## START Given data
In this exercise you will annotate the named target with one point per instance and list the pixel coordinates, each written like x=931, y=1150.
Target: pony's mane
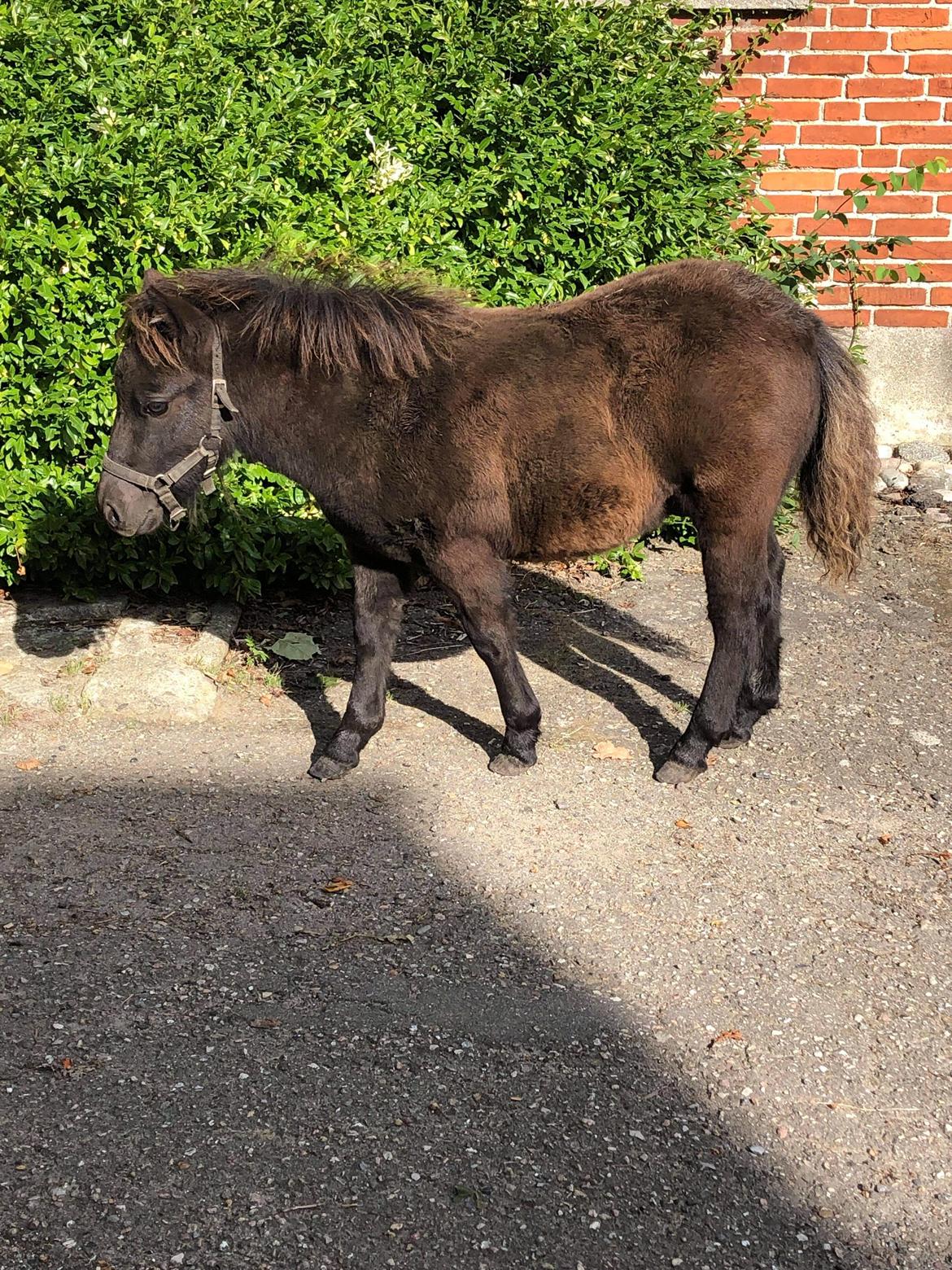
x=392, y=328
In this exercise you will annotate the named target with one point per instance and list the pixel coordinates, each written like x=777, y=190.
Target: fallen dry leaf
x=609, y=750
x=337, y=886
x=731, y=1034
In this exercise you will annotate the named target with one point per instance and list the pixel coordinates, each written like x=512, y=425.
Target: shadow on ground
x=208, y=1058
x=577, y=637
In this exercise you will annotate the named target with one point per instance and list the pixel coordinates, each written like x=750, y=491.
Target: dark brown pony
x=450, y=440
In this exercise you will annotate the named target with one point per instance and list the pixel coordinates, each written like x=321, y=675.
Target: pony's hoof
x=672, y=773
x=326, y=769
x=508, y=764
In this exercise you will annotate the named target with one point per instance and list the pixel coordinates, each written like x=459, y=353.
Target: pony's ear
x=174, y=322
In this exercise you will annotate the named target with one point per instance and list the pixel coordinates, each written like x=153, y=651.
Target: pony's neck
x=304, y=427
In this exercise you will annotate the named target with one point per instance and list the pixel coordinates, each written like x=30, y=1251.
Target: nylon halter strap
x=206, y=451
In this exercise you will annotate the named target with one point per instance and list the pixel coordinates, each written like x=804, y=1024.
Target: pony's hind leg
x=378, y=605
x=478, y=582
x=736, y=574
x=762, y=687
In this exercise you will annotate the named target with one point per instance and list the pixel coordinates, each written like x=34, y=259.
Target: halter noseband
x=207, y=449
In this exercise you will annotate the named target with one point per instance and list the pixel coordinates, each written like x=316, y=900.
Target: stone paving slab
x=158, y=673
x=49, y=646
x=155, y=664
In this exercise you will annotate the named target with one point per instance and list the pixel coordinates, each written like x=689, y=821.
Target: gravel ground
x=570, y=1020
## END Given data
Render all of the data above as a two-column CSV with the headers instruction and answer. Put one row for each text and its answer, enclose each field in double quotes, replace line breaks with spaces, and leave the pictures out.

Solution to this problem:
instruction,answer
"In this exercise you will annotate the named target with one point per instance and list the pixel coordinates, each written like x=931, y=1150. Target: pony's mane","x=392, y=328"
"In this exercise you will annotate the named target with one point per instance and list the pixel coordinates, each written like x=777, y=190. Target: fallen dry leaf","x=609, y=750 x=337, y=886 x=731, y=1034"
"In this exercise you will annotate the named target with one point per instance and list the pixel coordinates, each written like x=512, y=425. Target: shadow on ground","x=208, y=1058 x=577, y=637"
"In this exercise you will annotate the named target with one point per instance and list the pixel coordinates, each written like x=750, y=491. Target: dark brown pony","x=450, y=440"
"In this exercise you will annotate the named target with one point per instance and list the pixel coordinates, each written like x=321, y=675. Target: pony's hoof","x=672, y=773 x=326, y=769 x=508, y=764"
"In this exercise you will annotate the named target with one point per instance and list the pixel coordinates, each written like x=459, y=353. Target: pony's ear","x=174, y=322"
"In this exercise you will annotate the named target with one point per instance and list the pixel coordinates, each written like x=153, y=651. Target: pony's neck","x=304, y=427"
"In this exercise you will annotate the named target with one point per instance and list the pixel coordinates, each written like x=30, y=1251. Target: nylon halter strap","x=206, y=451"
"In this exercise you will annotate the named target with one point per instance and list the pixel coordinates, each written like x=804, y=1024. Target: pony's hind leg","x=378, y=605 x=478, y=582 x=736, y=574 x=762, y=687"
"In this exercise you will annotate the named target with one point per instance and list the pixel coordinates, each written like x=34, y=259. Target: halter noseband","x=207, y=449"
"In this exercise you will annotate the named target with one point per instance and list the pixel coordinates, each written like x=316, y=900. Target: stone paving slab","x=158, y=673 x=49, y=646 x=155, y=664"
"In this exercise you will annotate the named target with one point per instance and list the pixel coordinates, each written like x=689, y=821. Target: gravel ground","x=570, y=1020"